§ WHAT THIS EXERCISE ASKS
**A)** From the babycare article, echo the passage starting at "Now, Dr Spock’s" and ending at "and the West.".
**B)** List every person whom the babycare article refers to with the title "Dr".
**C)** Answer these questions using the babycare article:
(i) How many copies did the book sell in its first six months?
(ii) Into how many languages has the book been translated?
(iii) In what city and on what date was the India edition released?

§ SELECTED PASSAGE
=-=-=-=-=

Babycare bible gets its first India adaptation
Baby and childcare is not a child’s play: it necessitates deeper understanding of the child’s various needs and the wider dynamics of family. Dr Benjamin Spock (1903-1998), world-renowned American paediatrician, understood this way back in 1946 when he published The Common Sense Book of Baby and Childcare. A pioneering work on parenting, the book, subsequently published as Dr Spock’s Baby and Childcare, was lapped up world over and sold 500,000 copies in its first six months. According to the Wikipedia, the tome —- that bore the stamp of Dr Spock’s insights (he was the first to bring psychoanalysis to paediatrics and urged parents to treat each child like an individual) into the different aspects of raising a child — was the second-best-selling book, next to the Bible, throughout its first 52 years.
For the last 66 years, the definitive book has been a bible for parents across the globe. Since its publication in 1946, it has sold over 50 million copies and has been translated into 49 languages, with each of its editions beginning with Dr Spock’s famous line for mothers: “Trust yourself: You know more than you think you do.”
Now, Dr Spock’s Baby and Childcare has been updated and adapted for India as well as Pakistan, Bangladesh and Sri Lanka. Titled Dr Spock’s Baby and Childcare in India (Simon & Schuster India), it was released in New Delhi on November 1. Co-authored by paediatricians Dr Abdulla Ghori and Dr Robert Needlman of MetroHealth Medical Centre (Case Western Reserve University at Cleveland in Ohio), the book, which has an additional section on pregnancy and prenatal care by Dr Sheila Balakrishnan, aims to combine the best and time-tested practices of childcare from the East and the West.

=-=-=-=-=

§ EXTRACTED ENTRIES

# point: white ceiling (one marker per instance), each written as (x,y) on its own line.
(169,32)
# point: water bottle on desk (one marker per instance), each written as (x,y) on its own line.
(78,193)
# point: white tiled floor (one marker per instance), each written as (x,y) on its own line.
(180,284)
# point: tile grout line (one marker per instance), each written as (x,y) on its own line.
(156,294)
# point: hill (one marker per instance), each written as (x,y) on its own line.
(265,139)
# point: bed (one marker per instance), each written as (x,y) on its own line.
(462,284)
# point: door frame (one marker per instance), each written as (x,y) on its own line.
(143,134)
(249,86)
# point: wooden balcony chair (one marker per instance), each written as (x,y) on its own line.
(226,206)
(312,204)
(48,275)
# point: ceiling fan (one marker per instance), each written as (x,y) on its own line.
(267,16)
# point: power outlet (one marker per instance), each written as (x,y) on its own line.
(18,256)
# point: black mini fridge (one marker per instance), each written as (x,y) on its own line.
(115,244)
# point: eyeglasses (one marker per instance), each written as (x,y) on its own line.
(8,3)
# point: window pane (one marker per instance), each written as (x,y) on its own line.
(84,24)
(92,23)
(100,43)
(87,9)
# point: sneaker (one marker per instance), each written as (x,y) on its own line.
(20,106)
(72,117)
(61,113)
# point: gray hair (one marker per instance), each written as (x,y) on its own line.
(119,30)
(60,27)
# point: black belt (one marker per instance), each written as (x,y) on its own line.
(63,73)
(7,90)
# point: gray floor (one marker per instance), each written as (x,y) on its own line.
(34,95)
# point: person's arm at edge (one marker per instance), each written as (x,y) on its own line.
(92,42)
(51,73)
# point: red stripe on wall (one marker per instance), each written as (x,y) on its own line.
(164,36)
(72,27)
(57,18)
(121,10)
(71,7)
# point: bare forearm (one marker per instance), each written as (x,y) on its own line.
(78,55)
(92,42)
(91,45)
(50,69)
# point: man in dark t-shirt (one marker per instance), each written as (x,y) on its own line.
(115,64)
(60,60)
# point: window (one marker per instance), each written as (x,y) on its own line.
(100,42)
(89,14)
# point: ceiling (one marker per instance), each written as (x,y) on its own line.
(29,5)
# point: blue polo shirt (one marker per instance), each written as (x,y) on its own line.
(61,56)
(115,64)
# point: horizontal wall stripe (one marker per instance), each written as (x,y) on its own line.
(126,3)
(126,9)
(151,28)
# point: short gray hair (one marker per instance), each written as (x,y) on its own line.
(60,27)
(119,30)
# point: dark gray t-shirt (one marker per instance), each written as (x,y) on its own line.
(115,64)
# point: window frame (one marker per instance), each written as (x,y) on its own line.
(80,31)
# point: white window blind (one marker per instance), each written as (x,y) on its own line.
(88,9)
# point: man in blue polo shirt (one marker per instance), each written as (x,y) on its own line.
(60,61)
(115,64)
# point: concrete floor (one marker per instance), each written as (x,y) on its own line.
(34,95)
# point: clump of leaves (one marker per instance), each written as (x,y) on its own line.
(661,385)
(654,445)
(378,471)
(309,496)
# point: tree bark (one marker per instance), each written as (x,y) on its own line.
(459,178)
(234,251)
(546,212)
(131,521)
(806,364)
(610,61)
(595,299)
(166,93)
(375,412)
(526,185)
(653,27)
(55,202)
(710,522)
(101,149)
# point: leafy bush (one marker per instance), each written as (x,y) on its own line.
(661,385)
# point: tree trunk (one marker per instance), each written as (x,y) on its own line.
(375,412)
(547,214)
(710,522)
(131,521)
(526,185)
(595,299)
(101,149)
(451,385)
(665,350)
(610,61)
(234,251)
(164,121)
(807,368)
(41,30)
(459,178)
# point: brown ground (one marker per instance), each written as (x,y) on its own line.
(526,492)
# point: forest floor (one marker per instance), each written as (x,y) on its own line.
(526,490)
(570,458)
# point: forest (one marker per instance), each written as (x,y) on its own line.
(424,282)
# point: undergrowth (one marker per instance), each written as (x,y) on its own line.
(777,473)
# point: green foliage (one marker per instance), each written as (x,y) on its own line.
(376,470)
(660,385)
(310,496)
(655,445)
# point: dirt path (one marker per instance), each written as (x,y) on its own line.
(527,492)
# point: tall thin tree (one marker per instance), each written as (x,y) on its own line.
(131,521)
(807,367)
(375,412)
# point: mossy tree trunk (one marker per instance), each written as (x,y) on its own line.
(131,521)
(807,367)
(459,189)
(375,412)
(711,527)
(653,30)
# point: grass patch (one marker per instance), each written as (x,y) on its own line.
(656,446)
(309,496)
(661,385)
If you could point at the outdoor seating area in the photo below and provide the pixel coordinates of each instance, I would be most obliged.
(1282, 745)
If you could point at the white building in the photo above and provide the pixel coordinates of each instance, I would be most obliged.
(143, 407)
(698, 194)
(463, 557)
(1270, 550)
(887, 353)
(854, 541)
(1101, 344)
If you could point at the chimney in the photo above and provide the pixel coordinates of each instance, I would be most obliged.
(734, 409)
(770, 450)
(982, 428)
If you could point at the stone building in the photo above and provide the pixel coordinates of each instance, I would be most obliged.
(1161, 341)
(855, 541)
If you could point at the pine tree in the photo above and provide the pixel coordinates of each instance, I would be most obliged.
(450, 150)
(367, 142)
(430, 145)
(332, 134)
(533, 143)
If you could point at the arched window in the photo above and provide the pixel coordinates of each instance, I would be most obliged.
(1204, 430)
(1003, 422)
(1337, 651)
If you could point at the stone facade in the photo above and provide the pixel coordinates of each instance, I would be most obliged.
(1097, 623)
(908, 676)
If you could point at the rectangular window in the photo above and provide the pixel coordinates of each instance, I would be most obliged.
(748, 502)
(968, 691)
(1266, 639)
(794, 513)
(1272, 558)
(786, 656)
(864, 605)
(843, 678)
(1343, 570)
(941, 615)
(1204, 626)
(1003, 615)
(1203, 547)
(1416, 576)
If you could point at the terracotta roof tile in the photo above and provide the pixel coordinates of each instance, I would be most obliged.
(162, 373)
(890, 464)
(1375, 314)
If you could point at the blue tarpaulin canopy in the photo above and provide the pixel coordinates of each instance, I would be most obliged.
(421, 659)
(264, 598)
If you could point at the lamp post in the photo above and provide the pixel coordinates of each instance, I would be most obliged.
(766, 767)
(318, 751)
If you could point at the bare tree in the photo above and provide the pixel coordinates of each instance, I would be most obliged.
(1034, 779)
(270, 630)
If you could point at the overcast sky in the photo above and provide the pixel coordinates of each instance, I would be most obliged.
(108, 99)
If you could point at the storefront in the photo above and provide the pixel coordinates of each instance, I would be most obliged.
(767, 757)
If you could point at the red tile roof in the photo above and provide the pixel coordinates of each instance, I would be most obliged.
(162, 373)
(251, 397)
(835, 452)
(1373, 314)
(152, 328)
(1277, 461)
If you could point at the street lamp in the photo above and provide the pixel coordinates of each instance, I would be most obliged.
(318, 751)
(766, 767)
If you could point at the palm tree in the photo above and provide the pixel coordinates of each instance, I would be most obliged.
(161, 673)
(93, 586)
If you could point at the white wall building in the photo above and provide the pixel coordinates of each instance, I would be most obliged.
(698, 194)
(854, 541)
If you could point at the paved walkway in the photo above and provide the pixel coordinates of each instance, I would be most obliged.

=-=-=-=-=

§ ANSWERS BELOW
**A)**
Now, Dr Spock’s Baby and Childcare has been updated and adapted for India as well as Pakistan, Bangladesh and Sri Lanka. Titled Dr Spock’s Baby and Childcare in India (Simon & Schuster India), it was released in New Delhi on November 1. Co-authored by paediatricians Dr Abdulla Ghori and Dr Robert Needlman of MetroHealth Medical Centre (Case Western Reserve University at Cleveland in Ohio), the book, which has an additional section on pregnancy and prenatal care by Dr Sheila Balakrishnan, aims to combine the best and time-tested practices of childcare from the East and the West.

**B)**
Benjamin Spock
Abdulla Ghori
Robert Needlman
Sheila Balakrishnan

**C)**
(i) 500,000 copies
(ii) 49 languages
(iii) New Delhi, on November 1